**TASK DIRECTIONS:** Format all the rows below as a two-column CSV with the headers text and points. Give each row's text and the points listed under it as one line, each in its own quoted field with line breaks replaced by spaces, and leave out the pictures.

**RECORDS SHOWN:**
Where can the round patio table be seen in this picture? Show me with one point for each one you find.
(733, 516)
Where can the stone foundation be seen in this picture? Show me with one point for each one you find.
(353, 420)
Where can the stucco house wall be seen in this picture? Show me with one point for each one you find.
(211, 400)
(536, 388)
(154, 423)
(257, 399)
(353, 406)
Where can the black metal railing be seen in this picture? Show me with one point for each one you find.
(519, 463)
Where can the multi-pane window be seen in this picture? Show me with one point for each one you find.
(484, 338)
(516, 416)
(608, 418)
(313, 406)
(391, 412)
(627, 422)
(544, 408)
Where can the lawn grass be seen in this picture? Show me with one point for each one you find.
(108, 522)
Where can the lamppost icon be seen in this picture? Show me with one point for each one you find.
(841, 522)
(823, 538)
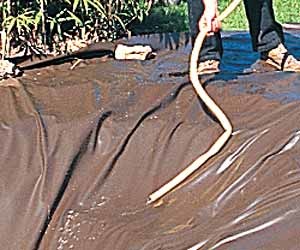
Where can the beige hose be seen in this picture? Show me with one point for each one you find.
(215, 148)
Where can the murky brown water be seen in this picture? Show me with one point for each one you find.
(82, 149)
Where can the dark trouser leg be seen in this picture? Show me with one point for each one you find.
(265, 32)
(212, 48)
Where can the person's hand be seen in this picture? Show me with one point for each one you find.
(209, 17)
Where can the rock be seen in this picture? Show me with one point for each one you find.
(8, 69)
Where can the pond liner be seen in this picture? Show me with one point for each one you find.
(82, 149)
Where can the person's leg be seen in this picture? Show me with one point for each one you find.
(267, 35)
(212, 47)
(265, 32)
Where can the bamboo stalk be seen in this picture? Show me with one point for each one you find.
(214, 108)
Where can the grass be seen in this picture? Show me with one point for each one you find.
(175, 18)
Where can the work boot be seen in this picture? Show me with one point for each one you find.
(208, 67)
(281, 59)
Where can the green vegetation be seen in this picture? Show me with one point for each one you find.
(42, 25)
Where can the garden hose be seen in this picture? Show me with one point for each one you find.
(213, 107)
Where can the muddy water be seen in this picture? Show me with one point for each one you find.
(82, 149)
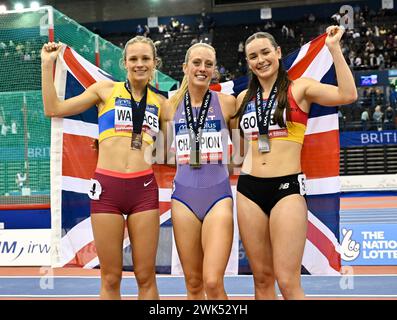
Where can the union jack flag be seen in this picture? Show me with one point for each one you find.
(73, 161)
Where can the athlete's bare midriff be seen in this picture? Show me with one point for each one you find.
(115, 154)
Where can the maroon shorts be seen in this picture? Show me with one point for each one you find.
(125, 193)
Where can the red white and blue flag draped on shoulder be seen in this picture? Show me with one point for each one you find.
(74, 160)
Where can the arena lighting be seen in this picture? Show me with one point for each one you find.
(19, 6)
(34, 5)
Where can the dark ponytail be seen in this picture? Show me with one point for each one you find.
(282, 83)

**RESULT FOR THIS EXERCISE:**
text,points
"Where can the round patio table be seen in this picture? Show me with one point for each one you find.","(733, 516)"
"Where can the stone foundation be seen in this picture? Show me with one point for each one you find.","(353, 420)"
"Where can the stucco house wall be seen in this picture? Show me with one point for each one you find.","(211, 400) (536, 388) (154, 423) (257, 399) (353, 406)"
"Where can the black metal railing be seen in this picture? Show me with one point for each one you find.","(519, 463)"
"Where can the multi-pane window be seen in this picture? Show me with one point for each one you find.","(484, 338) (516, 416) (608, 418) (313, 406) (391, 412) (627, 422) (544, 408)"
"Where can the lawn grass be seen in this picture? Show me with one point for each one you find.","(108, 522)"
"Where can the lamppost icon be seen in this picture? Show me with one point for each one you find.","(841, 522) (823, 538)"
"Where can the beige hose be seen in this picture? Show me with one point for each one you find.","(215, 148)"
"Where can the murky brown water be seen in this picture? Show me with one point for each one you find.","(82, 149)"
"Where can the dark trouser leg be seen in this picture? Show me with one point for each one you find.","(265, 32) (212, 48)"
"Where can the person's hand be seen in this picture? Show me with one point for each one you find.","(209, 17)"
"Where can the rock be seen in this picture? Show me with one point for each one you find.","(8, 69)"
"Where can the pond liner be seen in this picture? Show me with one point for each one you find.","(82, 149)"
"Where can the person's leg be seen in this picture? Show me with one point for each one you find.","(267, 35) (212, 47) (265, 32)"
"Where can the bamboo stalk be seen in this picture? Show me with one point for each one you find.","(214, 108)"
"Where can the grass be seen in this picture? Show me with one point for each one you find.","(175, 18)"
"Where can the work boot be seen in this picture? Show me with one point for each one you find.","(208, 67) (281, 59)"
"Where can the green vegetation be seen in this picture? Show me with one point for each one you find.","(42, 25)"
"Where can the garden hose be seen in this picture? Show me with one point for each one you find.","(213, 107)"
"Where can the muddy water be seen in this picture? Show me with one point for each one you find.","(82, 149)"
"Where can the union jack flag be seen in this picture? Show me with one point for each one you find.","(73, 161)"
"Where can the athlete's bare midriff be seen in this picture? Show me with one point for each one you find.","(115, 154)"
"Where can the maroon shorts be seen in this picture? Show me with one point for each one you find.","(125, 193)"
"Where can the red white and blue flag draped on shoulder be seen in this picture? Show me with one point for each one you find.","(74, 160)"
"Where can the arena lighting be seen in this picture? Show me with one point for each one you find.","(19, 6) (34, 5)"
"Where can the dark ponytail be seen in this picture? Show me with one point for each one you find.","(282, 83)"